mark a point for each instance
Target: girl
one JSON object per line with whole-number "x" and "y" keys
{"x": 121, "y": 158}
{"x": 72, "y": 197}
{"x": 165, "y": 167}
- - -
Turn all of the data above into a numbered list with one entry per line, and leave out any blank lines.

1. mark a point for each instance
2. Target: girl
3. one JSON object per line with whole-number "x" and "y" keys
4. {"x": 121, "y": 158}
5. {"x": 72, "y": 197}
6. {"x": 165, "y": 167}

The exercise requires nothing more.